• **Given problem**: Find all lines below that contain the word "every", and copy each one in full.

## start Stored records

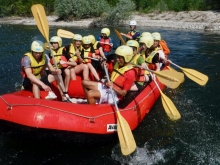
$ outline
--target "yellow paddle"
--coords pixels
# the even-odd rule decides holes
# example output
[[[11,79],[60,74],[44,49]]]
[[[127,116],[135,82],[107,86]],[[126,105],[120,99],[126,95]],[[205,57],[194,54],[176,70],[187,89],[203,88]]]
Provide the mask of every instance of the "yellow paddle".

## end Stored records
## start Stored records

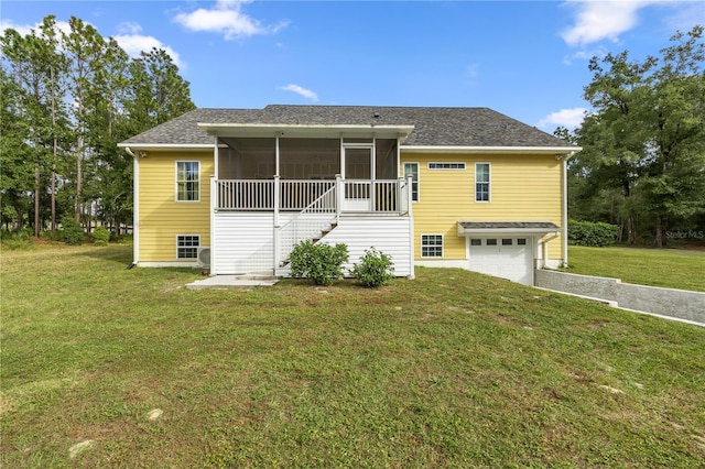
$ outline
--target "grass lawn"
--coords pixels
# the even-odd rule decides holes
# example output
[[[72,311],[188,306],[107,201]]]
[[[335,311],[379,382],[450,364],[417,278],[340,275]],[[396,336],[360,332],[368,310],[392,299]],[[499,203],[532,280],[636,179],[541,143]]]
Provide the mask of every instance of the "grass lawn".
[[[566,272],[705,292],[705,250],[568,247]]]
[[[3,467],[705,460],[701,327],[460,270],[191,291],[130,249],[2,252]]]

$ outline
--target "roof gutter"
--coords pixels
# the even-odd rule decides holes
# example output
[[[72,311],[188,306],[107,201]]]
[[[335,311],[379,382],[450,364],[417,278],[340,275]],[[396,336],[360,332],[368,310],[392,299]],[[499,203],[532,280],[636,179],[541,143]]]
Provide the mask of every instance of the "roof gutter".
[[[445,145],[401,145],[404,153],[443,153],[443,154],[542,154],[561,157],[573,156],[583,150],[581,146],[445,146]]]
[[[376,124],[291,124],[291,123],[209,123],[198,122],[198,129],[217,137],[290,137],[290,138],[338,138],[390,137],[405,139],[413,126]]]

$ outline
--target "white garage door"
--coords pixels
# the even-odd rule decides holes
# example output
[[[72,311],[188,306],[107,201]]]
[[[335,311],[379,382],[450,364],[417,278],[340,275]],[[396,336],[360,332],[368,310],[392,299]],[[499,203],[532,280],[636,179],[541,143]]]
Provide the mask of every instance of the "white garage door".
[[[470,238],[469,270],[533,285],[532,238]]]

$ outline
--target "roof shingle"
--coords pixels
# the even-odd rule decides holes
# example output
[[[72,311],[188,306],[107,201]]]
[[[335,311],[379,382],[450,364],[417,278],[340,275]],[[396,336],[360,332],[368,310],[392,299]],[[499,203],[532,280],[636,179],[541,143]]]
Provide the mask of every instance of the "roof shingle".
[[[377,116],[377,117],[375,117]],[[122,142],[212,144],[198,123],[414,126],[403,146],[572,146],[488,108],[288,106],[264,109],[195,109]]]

## end Stored records

• **Exercise response**:
Provide the mask of every instance of the "yellow paddle".
Provide the mask of every instance of the "grass lawn".
Provide the mask of every instance of the "roof gutter".
Provide the mask of every instance of the "white garage door".
Provide the mask of every instance of the "roof shingle".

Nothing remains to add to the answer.